● **Task to carry out**: Working from the listing below, set down every line exactly.

● **Source material**:
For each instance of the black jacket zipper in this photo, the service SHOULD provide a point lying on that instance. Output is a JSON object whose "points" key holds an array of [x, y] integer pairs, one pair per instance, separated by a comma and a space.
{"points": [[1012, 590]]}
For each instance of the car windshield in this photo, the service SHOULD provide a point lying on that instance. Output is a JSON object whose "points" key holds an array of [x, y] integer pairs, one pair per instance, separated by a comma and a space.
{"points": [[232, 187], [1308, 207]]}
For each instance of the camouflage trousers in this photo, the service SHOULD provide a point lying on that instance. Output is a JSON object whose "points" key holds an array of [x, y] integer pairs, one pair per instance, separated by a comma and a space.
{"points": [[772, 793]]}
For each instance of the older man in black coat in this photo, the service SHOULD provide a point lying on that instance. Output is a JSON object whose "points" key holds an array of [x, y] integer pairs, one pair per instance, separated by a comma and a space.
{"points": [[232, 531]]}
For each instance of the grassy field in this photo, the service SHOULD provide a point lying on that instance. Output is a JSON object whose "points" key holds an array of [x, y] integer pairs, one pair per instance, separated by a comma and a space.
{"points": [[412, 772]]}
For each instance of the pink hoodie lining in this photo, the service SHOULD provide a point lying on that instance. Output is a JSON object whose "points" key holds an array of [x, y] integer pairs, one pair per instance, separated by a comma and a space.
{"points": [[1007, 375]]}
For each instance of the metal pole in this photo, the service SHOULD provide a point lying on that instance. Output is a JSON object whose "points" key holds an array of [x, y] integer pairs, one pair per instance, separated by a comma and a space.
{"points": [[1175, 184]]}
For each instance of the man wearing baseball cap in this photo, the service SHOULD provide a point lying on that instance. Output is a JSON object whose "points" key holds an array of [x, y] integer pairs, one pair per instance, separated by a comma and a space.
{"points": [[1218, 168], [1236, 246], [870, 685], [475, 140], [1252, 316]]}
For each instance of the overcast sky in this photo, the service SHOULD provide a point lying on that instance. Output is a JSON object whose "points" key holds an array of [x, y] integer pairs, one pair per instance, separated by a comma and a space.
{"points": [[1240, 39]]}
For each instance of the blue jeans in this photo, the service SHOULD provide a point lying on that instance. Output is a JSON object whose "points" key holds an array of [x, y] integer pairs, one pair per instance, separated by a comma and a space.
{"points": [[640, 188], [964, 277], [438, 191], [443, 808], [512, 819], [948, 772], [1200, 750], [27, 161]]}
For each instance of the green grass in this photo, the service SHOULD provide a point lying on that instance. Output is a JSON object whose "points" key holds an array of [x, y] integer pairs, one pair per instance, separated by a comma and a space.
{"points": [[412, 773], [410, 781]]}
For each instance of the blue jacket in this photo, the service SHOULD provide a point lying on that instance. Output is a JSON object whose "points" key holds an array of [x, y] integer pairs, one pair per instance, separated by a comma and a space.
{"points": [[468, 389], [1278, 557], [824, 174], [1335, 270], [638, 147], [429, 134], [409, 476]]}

● **Answer box**:
For each instance of the black jacket zipper in this photo, the service SHOULD provide a point lying on that instance. Output is a JSON object whose "points" key holds an array of [x, y] integer pairs, one pair per instance, separated by a comma and a space.
{"points": [[1012, 590]]}
For each instance of the car windshield in this photo, the service SHOULD provide a point lying on that instance. Output is a JSON object whose "points" key holds an array of [x, y] integer pairs, one pair per instance, separated by a comma and a space.
{"points": [[232, 187], [1308, 207]]}
For each instance of the camouflage trousers in this photo, the service SHOULD provide a point lying on that instance. Output is a JSON object whose "points" key holds an array of [x, y] integer pairs, one pair per instance, separated by a comma and a space.
{"points": [[772, 793]]}
For each instance of the older man in black coat in this photo, the service SHOULD provide a point lying on that instance. Output is a JSON object whose "points" key holds an array of [x, y] integer pairs, one pair per instance, separated by a comma and a space.
{"points": [[232, 531]]}
For each instance of the grassy field in this photo, the service SHOULD provide a point lying on that instance. Output is a JSON object whose "points" key holds an array of [x, y] integer pairs, one pair per instance, separated by a comma and a space.
{"points": [[412, 772]]}
For each instance of the pink hoodie lining in this photo, the service SHOULD provide a point lying on that instance. Output is a JSON object whose "points" key holds an array of [x, y] integer pairs, one pair per instance, separated by a comma and a space.
{"points": [[1007, 375]]}
For each instance of the metal pole in this photo, the service SHOULD provide a point lying on that instance. Output is a JSON object whose "points" key holds an array of [x, y] integer pairs, one pair per instance, separated by a comma and a space.
{"points": [[1175, 184]]}
For each instance of the man wearing baseball cap in this photo, the service SHOULD provide a point lying on that instance. Output is a JSON object whose "points" key holds an array of [x, y] integer pairs, one pair per instance, separated by a comma and a space.
{"points": [[1218, 168], [1236, 246], [870, 685], [475, 140], [1252, 316]]}
For each instance of the overcast sky in this photo, the service SHOULD provide a point lying on that instance. Output is a JSON object whose "points" key holds an array of [x, y] integer pairs, one pair per instance, separated by a comma and a space.
{"points": [[1240, 39]]}
For each instance of the blue jeans in this photo, the service SHOULD provide a point lying on that instance. Output is a JSON object whose "points" key holds an array of [x, y] integer pairs, one pair per instance, separated by a comma and a space.
{"points": [[640, 188], [964, 277], [438, 191], [443, 808], [512, 819], [948, 772], [1200, 750], [27, 161]]}
For each instance of the green grass in this photo, the service SHOULD provide a point lying on that instance. Output is a JSON object whose "points" key holds an array of [x, y] integer pairs, one pair per instance, separated by a comma and a space.
{"points": [[412, 773], [410, 781]]}
For each instance of the blue jacket in this photo, the service SHOULD provide a point lying on that instance. Output is a JSON object whose "points" key holds an array of [x, y] integer pairs, one pair per instance, separated by a comma and a space.
{"points": [[468, 389], [1278, 557], [824, 174], [1335, 270], [638, 147], [429, 134], [409, 476]]}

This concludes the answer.